> _Problem set_
1/ Write out the part of the post on theology's hermeneutic interest from "To be sure, Christian" to "various contemporary milieux.".
2/ In the post on theology's hermeneutic interest, restate the paragraph beginning "To be sure, Christian Scripture" in fewer words while keeping its main points.

Theology’s Hermeneutic Interest

Photograph of H. G. GadamerH.-G. Gadamer concludes his essay on “The Universality of the Hermeneutical Problem” by commenting on the importance of language, with an interestingly theological turn. Gadamer suggests,

The … building up of our own world in language persists whenever we want to say something to each other. The result is the actual relationship of men to each other…. Genuine speaking, which has something to say and hence does not give prearranged signals, but rather seeks words through which one reaches the other person, is the universal human task – but it is a special task for the theologian, to whom is commissioned the saying-further (Weitersagen) of a message that stands written. (Philosophical Hermeneutics, 17)

To be sure, Christian Scripture and the broader Christian tradition can and do speak for themselves. But, it is doubtless specially incumbent upon those with vocations in theology, biblical studies, preaching, and other Christian education areas to see to the passing on of this testimony and to its interpretation in various contemporary milieux.

For other reflections by and on Gadamer, see also previous posts on his thought.

> _Record set_
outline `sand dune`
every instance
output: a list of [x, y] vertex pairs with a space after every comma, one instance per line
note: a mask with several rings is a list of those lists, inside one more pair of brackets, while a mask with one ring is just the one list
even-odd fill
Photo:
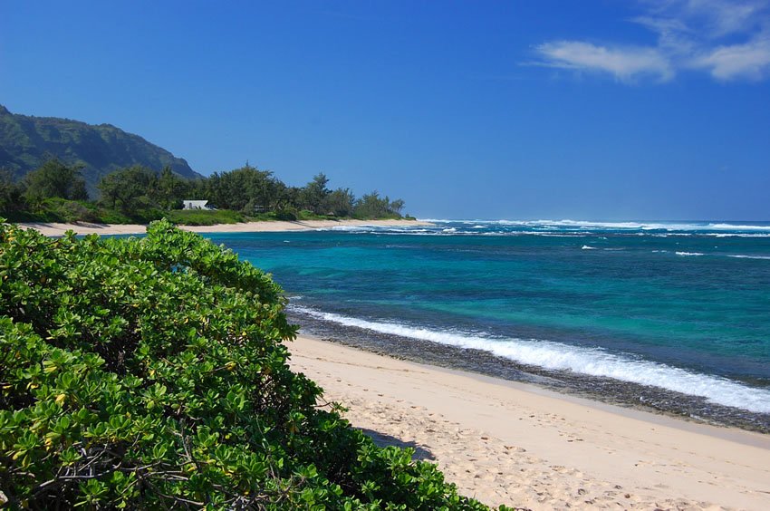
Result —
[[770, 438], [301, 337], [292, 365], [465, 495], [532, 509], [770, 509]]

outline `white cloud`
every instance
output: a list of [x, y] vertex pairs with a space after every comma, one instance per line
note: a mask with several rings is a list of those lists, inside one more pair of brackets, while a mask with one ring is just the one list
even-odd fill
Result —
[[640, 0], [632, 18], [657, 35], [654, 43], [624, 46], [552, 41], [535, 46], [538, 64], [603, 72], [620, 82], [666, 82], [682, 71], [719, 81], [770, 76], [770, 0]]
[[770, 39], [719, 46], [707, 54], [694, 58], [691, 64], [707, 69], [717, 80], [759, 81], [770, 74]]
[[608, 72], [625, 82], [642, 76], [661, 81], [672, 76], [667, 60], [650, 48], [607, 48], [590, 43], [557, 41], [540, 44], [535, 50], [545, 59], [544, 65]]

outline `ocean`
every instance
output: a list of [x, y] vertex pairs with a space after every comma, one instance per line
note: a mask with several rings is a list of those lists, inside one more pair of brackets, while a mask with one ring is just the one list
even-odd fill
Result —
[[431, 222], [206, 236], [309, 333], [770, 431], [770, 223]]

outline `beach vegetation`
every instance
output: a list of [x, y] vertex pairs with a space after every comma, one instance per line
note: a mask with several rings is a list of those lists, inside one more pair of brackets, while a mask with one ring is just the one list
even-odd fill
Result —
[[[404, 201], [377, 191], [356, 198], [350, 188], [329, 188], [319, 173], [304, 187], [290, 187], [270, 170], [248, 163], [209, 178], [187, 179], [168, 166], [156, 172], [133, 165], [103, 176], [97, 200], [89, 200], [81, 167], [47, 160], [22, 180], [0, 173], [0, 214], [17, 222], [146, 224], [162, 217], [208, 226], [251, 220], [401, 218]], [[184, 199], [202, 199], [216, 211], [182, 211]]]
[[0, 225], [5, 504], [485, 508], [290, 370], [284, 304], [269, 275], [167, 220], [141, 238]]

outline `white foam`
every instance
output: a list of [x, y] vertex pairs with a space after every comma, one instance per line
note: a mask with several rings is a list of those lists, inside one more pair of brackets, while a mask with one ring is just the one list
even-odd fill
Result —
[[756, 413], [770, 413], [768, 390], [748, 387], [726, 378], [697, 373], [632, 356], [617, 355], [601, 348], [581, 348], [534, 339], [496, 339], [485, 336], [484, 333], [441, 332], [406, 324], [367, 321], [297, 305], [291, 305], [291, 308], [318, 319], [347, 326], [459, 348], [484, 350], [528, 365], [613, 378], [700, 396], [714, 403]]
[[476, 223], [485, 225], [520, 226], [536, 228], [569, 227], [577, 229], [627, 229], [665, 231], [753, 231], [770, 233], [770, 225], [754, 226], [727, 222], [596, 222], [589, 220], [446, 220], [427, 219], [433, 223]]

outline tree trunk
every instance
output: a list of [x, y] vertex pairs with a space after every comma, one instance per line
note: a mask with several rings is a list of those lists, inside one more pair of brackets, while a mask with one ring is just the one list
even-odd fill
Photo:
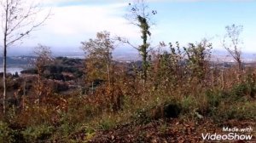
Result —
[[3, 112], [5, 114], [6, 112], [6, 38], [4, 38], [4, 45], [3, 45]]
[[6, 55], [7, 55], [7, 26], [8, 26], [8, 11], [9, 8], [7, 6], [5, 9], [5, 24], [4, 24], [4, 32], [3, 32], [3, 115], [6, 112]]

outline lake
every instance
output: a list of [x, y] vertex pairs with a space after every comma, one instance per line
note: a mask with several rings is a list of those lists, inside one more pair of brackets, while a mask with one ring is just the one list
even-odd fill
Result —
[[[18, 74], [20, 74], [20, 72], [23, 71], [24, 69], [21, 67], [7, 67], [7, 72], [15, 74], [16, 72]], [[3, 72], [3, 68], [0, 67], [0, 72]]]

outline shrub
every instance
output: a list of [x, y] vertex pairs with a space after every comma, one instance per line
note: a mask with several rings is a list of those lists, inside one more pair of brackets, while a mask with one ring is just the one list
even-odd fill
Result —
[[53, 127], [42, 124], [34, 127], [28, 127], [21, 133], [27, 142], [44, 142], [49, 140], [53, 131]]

* * *

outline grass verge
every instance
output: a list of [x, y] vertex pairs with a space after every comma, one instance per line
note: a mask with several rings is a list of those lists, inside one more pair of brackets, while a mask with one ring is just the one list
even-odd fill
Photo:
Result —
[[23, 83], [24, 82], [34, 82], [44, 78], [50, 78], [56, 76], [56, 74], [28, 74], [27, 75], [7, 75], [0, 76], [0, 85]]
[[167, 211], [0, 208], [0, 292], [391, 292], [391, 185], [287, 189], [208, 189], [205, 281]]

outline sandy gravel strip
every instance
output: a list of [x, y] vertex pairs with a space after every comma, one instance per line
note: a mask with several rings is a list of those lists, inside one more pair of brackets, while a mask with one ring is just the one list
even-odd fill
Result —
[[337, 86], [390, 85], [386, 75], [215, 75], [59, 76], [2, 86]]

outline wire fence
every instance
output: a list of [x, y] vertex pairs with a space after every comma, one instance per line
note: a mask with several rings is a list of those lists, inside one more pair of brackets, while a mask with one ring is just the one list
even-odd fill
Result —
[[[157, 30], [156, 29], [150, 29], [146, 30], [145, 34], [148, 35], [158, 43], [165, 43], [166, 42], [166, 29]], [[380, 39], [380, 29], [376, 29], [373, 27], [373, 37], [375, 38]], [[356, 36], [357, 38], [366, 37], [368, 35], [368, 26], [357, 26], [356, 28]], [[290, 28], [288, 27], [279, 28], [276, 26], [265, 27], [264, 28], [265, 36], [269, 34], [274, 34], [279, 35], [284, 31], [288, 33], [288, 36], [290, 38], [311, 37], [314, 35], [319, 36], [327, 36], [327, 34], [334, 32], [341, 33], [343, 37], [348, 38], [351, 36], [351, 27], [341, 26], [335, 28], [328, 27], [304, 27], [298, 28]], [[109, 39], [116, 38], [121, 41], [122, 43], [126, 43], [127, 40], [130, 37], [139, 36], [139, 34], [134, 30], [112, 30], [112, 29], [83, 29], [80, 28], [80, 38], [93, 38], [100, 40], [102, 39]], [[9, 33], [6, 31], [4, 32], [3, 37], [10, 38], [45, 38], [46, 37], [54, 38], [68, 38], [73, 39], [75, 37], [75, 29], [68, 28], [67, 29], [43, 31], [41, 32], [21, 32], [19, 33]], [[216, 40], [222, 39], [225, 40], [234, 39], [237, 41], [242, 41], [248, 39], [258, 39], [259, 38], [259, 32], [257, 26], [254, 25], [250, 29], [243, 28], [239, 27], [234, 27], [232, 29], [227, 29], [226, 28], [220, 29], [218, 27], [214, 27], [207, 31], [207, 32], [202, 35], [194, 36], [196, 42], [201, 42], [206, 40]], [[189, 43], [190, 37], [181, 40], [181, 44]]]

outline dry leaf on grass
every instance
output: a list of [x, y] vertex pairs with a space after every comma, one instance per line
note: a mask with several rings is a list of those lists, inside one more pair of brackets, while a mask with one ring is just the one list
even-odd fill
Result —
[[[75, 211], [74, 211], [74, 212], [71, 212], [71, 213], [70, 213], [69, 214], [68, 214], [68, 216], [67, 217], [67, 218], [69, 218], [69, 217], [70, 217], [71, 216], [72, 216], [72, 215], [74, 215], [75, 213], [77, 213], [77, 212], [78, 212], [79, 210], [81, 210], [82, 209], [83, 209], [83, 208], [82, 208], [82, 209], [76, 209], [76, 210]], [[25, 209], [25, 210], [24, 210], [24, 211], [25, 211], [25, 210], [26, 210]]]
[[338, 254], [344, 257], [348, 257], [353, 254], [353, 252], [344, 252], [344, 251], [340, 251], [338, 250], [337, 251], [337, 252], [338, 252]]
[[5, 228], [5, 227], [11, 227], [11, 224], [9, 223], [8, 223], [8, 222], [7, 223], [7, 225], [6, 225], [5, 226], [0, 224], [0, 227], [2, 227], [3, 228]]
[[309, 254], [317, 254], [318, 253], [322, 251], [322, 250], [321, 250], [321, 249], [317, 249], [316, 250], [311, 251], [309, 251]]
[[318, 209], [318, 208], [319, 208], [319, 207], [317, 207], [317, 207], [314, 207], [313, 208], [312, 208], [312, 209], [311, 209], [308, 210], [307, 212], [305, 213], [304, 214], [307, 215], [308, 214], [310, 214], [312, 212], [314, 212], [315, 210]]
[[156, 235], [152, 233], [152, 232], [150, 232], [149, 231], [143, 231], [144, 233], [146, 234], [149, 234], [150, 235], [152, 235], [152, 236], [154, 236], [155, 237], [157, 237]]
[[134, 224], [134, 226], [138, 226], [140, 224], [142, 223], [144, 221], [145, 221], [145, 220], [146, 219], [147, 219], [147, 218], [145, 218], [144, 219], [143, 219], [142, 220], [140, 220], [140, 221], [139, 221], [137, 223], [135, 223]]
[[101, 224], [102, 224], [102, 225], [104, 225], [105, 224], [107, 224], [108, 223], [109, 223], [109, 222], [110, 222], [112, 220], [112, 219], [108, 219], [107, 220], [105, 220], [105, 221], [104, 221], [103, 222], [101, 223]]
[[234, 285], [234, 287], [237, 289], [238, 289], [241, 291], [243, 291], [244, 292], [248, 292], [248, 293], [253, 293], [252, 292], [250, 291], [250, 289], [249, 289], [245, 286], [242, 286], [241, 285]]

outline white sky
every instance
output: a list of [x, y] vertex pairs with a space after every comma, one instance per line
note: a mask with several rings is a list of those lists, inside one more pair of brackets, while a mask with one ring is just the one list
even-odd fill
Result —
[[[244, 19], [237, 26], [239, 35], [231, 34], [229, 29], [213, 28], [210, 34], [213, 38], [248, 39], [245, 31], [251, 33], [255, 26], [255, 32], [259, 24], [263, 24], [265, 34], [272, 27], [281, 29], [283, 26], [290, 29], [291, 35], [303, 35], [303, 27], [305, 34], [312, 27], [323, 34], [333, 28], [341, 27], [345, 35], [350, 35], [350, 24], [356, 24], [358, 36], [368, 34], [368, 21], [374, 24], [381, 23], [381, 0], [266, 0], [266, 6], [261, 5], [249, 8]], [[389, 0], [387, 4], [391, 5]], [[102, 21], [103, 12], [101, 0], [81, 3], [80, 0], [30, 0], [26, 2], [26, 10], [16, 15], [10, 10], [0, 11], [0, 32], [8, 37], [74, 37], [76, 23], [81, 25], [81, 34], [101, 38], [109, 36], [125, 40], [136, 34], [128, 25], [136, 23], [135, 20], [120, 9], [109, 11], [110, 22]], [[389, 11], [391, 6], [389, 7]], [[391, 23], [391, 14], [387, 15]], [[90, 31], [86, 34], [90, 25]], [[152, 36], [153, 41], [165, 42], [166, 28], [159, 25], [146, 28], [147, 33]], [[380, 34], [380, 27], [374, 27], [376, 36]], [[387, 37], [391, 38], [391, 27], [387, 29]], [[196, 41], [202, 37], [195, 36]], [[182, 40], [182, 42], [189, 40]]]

> _In response_
1/
To be sure, Christian Scripture and the broader Christian tradition can and do speak for themselves. But, it is doubtless specially incumbent upon those with vocations in theology, biblical studies, preaching, and other Christian education areas to see to the passing on of this testimony and to its interpretation in various contemporary milieux.

2/ Christian Scripture and tradition can speak for themselves. Still, those called to theology, biblical studies, preaching, and other areas of Christian education have a special duty to pass this testimony on and interpret it in today's varied settings.